- [Supplied text]:

# Top Suburbs

In [None]:
import pandas as pd
from math import floor, ceil
import _pickle as cPickle

In [None]:
# most affrodable suburb
result_suburbs = []

In [None]:
df = pd.read_csv('../data/curated/processed_listing.csv')

In [None]:
df = df.drop_duplicates(subset='address')

In [None]:
# read in the postcode information
df = df.rename(columns={'code': 'postcode'}, errors="coerce")
postcode_df = pd.read_csv('../data/raw/abs/australian_postcodes.csv')
# only retain information that is relavent for faster running time
postcode_df = postcode_df.loc[postcode_df['state'] == 'VIC']
postcode_df = postcode_df[['postcode', 'lgaregion']]
df = pd.merge(df, postcode_df, on='postcode')
metro_melb = ['Banyule', 'Bayside', 'Boroondara', 'Brimbank', 'Cardinia', 'Casey', 'Darebin', 'Frankston', 'Glen Eira',
              'Greater Dandenong', 'Hobsons Bay', 'Hume', 'Kingston', 'Knox', 'Manningham', 'Maribyrnong', 'Maroondah',
              'Melbourne', 'Melton', 'Monash', 'Moonee Valley', 'Moreland', 'Mornington Peninsula', 'Nillumbik',
              'Port Phillip', 'Stonnington', 'Whitehorse', 'Whittlesea', 'Wyndham', 'Yarra', 'Yarra Ranges']
df = df.loc[df['lgaregion'].isin(metro_melb)]

In [None]:
stats_df = df[['suburb','weekly_rent']].groupby('suburb').mean()

- [Records from a dataset]:
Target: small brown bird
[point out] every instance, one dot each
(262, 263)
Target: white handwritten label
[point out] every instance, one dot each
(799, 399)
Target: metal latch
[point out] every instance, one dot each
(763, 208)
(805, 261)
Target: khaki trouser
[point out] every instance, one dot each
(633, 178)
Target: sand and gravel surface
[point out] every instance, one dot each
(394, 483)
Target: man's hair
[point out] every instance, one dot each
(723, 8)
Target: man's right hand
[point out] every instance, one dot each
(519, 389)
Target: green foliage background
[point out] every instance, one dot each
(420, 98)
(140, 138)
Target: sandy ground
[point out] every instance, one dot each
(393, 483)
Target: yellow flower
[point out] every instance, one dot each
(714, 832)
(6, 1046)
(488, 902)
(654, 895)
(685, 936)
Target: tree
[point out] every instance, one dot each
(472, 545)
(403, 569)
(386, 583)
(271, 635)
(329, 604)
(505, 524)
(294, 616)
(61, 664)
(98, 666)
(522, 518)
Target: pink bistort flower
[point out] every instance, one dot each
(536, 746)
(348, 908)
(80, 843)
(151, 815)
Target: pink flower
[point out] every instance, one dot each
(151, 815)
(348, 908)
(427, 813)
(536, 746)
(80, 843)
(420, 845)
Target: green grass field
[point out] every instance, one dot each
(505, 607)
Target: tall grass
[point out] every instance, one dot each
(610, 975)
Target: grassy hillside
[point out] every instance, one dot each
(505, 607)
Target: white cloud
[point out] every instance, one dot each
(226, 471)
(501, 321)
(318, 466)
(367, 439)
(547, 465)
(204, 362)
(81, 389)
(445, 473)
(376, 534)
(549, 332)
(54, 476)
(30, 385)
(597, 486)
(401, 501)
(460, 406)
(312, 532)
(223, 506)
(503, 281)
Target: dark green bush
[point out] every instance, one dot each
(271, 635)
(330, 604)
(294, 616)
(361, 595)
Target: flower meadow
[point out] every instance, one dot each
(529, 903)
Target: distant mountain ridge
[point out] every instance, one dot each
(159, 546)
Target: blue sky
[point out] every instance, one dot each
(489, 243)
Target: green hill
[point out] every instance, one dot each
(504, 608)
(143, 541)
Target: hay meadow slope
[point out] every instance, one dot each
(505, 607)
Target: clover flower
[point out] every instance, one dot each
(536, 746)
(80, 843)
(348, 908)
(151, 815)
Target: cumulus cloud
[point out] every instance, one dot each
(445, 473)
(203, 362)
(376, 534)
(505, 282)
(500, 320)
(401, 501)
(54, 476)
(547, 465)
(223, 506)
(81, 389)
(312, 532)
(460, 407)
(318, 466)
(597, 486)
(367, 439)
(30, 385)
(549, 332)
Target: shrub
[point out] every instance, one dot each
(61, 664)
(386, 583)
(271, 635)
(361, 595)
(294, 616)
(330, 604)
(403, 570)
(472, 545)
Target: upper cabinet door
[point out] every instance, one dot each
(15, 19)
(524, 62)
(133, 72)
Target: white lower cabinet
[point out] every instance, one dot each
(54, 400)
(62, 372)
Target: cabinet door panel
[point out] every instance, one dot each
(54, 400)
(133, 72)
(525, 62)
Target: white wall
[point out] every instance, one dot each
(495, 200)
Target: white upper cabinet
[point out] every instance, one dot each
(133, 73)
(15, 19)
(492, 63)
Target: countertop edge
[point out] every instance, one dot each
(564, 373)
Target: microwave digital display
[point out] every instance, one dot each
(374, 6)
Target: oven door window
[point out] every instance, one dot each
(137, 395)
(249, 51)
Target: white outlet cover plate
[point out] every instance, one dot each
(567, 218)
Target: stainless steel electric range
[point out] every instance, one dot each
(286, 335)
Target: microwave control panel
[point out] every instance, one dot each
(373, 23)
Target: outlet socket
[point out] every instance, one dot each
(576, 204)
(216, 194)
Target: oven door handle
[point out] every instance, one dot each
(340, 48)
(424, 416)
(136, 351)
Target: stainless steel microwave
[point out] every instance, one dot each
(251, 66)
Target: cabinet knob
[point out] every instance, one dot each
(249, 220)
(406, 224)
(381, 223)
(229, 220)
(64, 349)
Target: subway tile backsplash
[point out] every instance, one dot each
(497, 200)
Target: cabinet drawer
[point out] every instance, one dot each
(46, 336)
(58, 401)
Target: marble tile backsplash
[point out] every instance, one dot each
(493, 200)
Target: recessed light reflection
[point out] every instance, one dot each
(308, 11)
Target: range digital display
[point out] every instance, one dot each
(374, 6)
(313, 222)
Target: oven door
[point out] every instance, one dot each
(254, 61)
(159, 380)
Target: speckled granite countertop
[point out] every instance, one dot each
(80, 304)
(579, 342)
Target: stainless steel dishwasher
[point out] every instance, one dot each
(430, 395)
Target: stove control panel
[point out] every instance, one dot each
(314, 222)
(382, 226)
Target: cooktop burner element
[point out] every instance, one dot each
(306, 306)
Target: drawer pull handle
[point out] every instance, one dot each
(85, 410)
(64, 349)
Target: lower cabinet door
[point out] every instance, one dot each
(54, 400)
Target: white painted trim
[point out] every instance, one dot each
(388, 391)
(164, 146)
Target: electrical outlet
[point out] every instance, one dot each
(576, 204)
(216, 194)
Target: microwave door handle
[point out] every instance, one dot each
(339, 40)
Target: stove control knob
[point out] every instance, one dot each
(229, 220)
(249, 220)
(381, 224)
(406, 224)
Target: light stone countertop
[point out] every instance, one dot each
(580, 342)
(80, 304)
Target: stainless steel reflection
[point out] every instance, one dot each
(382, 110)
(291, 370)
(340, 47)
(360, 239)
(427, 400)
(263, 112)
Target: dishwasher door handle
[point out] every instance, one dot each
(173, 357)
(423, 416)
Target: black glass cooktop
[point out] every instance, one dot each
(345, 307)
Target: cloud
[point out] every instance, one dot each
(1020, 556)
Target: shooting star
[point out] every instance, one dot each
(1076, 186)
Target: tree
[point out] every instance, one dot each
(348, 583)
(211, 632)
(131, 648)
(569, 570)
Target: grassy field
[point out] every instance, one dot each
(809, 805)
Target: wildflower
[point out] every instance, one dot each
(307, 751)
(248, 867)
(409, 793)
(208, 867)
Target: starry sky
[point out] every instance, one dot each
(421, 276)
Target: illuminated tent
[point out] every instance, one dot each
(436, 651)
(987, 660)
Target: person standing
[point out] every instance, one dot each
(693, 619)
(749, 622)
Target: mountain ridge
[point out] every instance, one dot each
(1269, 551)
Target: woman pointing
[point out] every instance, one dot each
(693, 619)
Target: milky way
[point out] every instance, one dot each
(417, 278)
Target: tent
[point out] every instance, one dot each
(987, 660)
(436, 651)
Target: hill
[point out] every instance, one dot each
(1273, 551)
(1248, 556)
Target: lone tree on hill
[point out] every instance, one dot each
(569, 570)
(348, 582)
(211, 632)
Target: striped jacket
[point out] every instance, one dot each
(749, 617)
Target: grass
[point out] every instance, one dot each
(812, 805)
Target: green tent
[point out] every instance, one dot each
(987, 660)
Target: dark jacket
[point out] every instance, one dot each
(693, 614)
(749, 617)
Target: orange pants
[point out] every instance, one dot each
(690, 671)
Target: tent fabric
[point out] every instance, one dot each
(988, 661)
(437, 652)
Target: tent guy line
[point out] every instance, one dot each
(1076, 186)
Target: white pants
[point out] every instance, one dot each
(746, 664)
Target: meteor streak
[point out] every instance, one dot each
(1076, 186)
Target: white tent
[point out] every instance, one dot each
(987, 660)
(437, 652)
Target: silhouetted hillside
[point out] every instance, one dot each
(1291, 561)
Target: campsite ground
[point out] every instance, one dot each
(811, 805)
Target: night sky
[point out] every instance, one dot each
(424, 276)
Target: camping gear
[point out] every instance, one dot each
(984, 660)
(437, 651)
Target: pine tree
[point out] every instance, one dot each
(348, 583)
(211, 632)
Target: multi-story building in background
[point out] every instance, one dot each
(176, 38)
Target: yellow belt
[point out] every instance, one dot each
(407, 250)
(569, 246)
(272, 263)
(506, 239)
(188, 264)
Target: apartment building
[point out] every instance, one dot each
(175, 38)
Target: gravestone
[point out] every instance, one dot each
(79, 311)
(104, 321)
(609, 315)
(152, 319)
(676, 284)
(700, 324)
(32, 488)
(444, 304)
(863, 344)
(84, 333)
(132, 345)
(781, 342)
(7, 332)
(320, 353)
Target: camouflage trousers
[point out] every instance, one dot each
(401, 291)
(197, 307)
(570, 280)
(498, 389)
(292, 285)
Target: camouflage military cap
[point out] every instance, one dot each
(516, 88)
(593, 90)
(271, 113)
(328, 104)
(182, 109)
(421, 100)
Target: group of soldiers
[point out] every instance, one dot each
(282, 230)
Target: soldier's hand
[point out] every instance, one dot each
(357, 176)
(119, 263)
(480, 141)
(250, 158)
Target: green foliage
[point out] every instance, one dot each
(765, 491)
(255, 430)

- [To do]:
a) Repeat word for word the part of the suburb notebook that begins at the words "# only retain" and stops after "stats_df = df[['suburb','weekly_rent']].groupby('suburb').mean()".
b) From the records, rewrite only the lines beginning at the line that has "Target: grassy field" and stopping after the line that has "(1248, 556)", requests included. Multiply every point coordinate in the answers by 0.3 and round to whole numbers, with halves rounded up.
The records are unrelated to the suburb notebook.

- [Answers below]:
a)
# only retain information that is relavent for faster running time
postcode_df = postcode_df.loc[postcode_df['state'] == 'VIC']
postcode_df = postcode_df[['postcode', 'lgaregion']]
df = pd.merge(df, postcode_df, on='postcode')
metro_melb = ['Banyule', 'Bayside', 'Boroondara', 'Brimbank', 'Cardinia', 'Casey', 'Darebin', 'Frankston', 'Glen Eira',
              'Greater Dandenong', 'Hobsons Bay', 'Hume', 'Kingston', 'Knox', 'Manningham', 'Maribyrnong', 'Maroondah',
              'Melbourne', 'Melton', 'Monash', 'Moonee Valley', 'Moreland', 'Mornington Peninsula', 'Nillumbik',
              'Port Phillip', 'Stonnington', 'Whitehorse', 'Whittlesea', 'Wyndham', 'Yarra', 'Yarra Ranges']
df = df.loc[df['lgaregion'].isin(metro_melb)]

In [None]:
stats_df = df[['suburb','weekly_rent']].groupby('suburb').mean()

b)
Target: grassy field
[point out] every instance, one dot each
(243, 242)
Target: wildflower
[point out] every instance, one dot each
(92, 225)
(74, 260)
(123, 238)
(62, 260)
Target: starry sky
[point out] every instance, one dot each
(126, 83)
Target: illuminated tent
[point out] every instance, one dot each
(131, 195)
(296, 198)
Target: person standing
[point out] every instance, one dot each
(208, 186)
(225, 187)
Target: mountain ridge
[point out] every instance, one dot each
(381, 165)
Target: woman pointing
[point out] every instance, one dot each
(208, 186)
Target: milky way
[point out] every instance, one dot each
(125, 83)
Target: tent
[point out] every instance, one dot each
(296, 198)
(131, 195)
Target: hill
[point out] every instance, one dot each
(382, 165)
(374, 167)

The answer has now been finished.